- WHAT YOU NEED TO DO: Copy the stretch of the text on traffic crashes from "Traffic crashes aren't" through "on every trip.", swapping "vehicle occupant" for "passenger".

Crashes Aren't Accidents
The vast majority of all fatal and non-fatal injuries in America, including traffic injuries, are not acts of fate but are predictable and preventable. Injuries are a major health care problem and are the leading cause of death for people age 1 to 42. Fatalities, however, are only a small part of the total injury picture. For each injury-related death, there are 19 hospitalizations for injury and another 300 injuries that require medical attention. Every year, one in four Americans will have a potentially preventable injury serious enough to require medical care. These injuries account for almost 10 percent of all physician office visits and 38 percent of all hospital emergency department visits. Injury patterns vary by age group, gender, and cultural group. There are also seasonal and geographic patterns to injury. Injuries pose a significant drain on the health care system, incurring huge treatment, acute care, and rehabilitation costs.
Each year, traffic crashes in the United States claim about 41,000 lives and cost Americans $150 billion in economic costs, including $17 billion in medical and emergency expenses, lost productivity, and property loss. Traffic injuries are the leading cause of injury deaths and the leading cause of all deaths for people ages 6 to 27. They also are the leading cause of on-the-job fatalities and the third leading cause of death for all Americans; only cancer and heart attacks claim more American lives. However, far more people are injured and survive motor vehicle crashes than die in these crashes. In 1995, for example, while almost 41,800 persons were killed in traffic crashes, over 3.4 million injuries were documented in police-reported crashes.
Traffic crashes aren't "accidents." They are both predictable and preventable. The quickest, easiest, and most effective way to prevent traffic injuries and fatalities is to make certain that every vehicle occupant is properly buckled up on every trip.

- DATASET SECTION:

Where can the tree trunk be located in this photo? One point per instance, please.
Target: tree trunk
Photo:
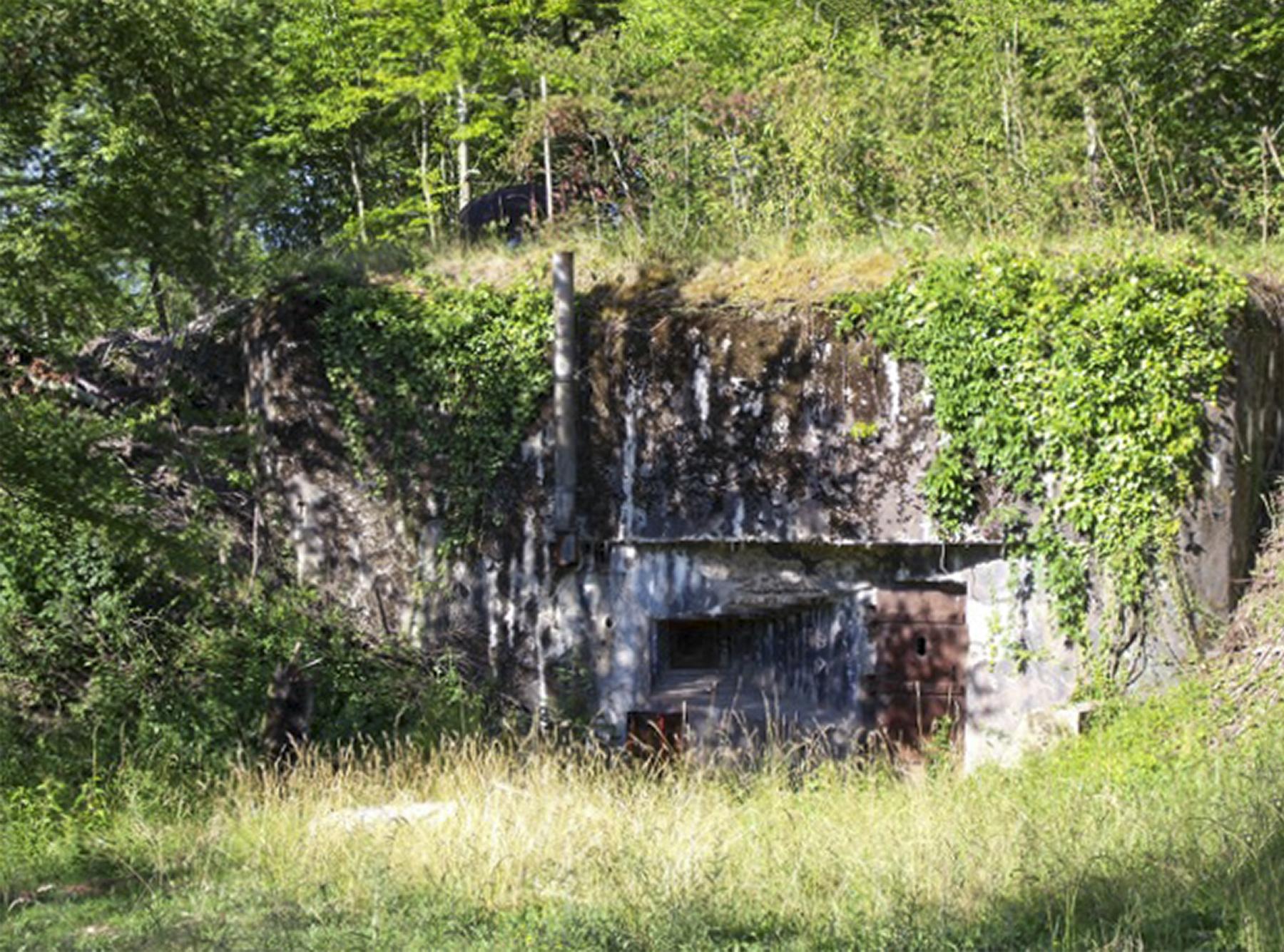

- SOLUTION TO THE EXERCISE:
Traffic crashes aren't "accidents." They are both predictable and preventable. The quickest, easiest, and most effective way to prevent traffic injuries and fatalities is to make certain that every passenger is properly buckled up on every trip.